Document passage:
-- Start --
Thursday, May 14, 2015

Mae West: In Onkaparinga

Noarlunga Theatre Company has planned mid-May events and MAE WEST is on the bill.
• • Noarlunga Theatre Company wrote: "Steppin' Out" is a celebration of the swing, big band and musical comedy songs of the 1930s to the 1950s, interspersed with sketches, stand-up, and anecdotes paying tribute to some of the comedy greats of the day such as Mae West, Groucho Marx, The Goons, and Gracie Fields. Songs include Glen Miller classics and more.  We will salute the war years with numbers by The Andrews Sisters and Vera Lynn, among others. It’s a show you can sing along with.
• • When: Friday and Saturday, May 15 — 16, 2015
• • Where: The City of Onkaparinga, Australia 
• • Tell them you heard about it on the Mae West Blog.
• • On Saturday, 14 May 1927 in Collier's • •
• • After Mae's arrest in 1927, Booth Tarkington was commissioned to write an article — — and "When Is It Dirt?" [published in Collier's, The National Weekly, on Saturday, 14 May 1927] discussed the issue of censorship and government intervention.
• • An author himself, Tarkington never champions the rights of the censors, of course, in his thoughtful essay.  Though Mae's name is not mentioned in his piece, the magazine page was designed around a huge photo of Mae, looking quite annoyed, in court.
• • Overheard in Hollywood • •
• • David Landau has been signed for an important part in Mae West's new picture, "Ruby Red," which Lowell Sherman will direct for Paramount.
• • In Her Own Words • •
• • Mae West said:  "Women did better when they required a lot more attention from men, more waiting on. In the old days, even the "bad women" were at least glamourous. Glamourous — — you know what I mean? Such woman today are just plain cheap. They're not even good chiselers."
-- End --
Short task A: Can you rewrite the rows, from the start of the rows through the line containing "[181,254,402,363]", inclusive, as a two-column CSV with the headers instruction and response? Each instruction and its answer should sit in one quoted field, with line breaks turned into spaces.
Short task B: How would you extend the Mae West blog post, picking up after its final line?
The rows below have no connection to the Mae West blog post above.

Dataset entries
-- Start --
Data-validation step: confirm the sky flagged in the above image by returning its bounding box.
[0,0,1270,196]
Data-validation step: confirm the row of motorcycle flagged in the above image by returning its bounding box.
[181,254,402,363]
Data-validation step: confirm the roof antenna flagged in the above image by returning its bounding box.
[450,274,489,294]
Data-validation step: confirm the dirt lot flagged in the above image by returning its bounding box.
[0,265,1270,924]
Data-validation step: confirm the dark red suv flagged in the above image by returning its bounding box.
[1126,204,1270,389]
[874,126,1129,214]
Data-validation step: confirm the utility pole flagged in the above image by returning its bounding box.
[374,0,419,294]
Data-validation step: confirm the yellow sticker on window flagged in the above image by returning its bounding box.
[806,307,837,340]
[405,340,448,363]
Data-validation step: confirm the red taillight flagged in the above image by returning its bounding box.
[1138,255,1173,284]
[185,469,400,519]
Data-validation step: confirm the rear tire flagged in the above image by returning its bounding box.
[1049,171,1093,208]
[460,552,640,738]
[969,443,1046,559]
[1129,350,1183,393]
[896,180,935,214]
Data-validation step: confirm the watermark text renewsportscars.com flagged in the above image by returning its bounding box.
-- End --
Expected output A:
instruction,response
"Data-validation step: confirm the sky flagged in the above image by returning its bounding box.","[0,0,1270,196]"
"Data-validation step: confirm the row of motorcycle flagged in the above image by returning its bounding box.","[181,254,402,363]"

Expected output B:
• • Quote, Unquote • •
• • Screenland discussed Mae West and her sister Beverly and their restaurant.
• • This photo shows Jim Timony with the West sisters, in front row seats, in 1935.
• • "Screen Stars on Parade! West — East — Everywhere!" • •
• • Columnist Weston East wrote: Well, East and West have met, despite Kipling. Mae West and her sister, Beverly, have opened a Chinese chow mein factory in Los Angeles. Of course, Beverly will actually operate the factory, but Mae's money is invested.
• • Columnist Weston East added: Mae has purchased ten pure white delivery cars, and sends fine Chinese dinners on order to private homes.
• • Source: Item in Screenland; issue published in August 1935
• • The Mae West Blog celebrates its 10th anniversary • •    
• • Thank you for reading, sending questions, and posting comments during this past decade. The other day we entertained 3,497 visitors. And we reached a milestone recently when we completed 3,100 blog posts. Wow! 
• • By the Numbers • • 
• • The Mae West Blog was started ten years ago in July 2004. You are reading the 3178th blog post. Unlike many blogs, which draw upon reprinted content from a newspaper or a magazine and/ or summaries, links, or photos, the mainstay of this blog is its fresh material focused on the life and career of Mae West, herself an American original.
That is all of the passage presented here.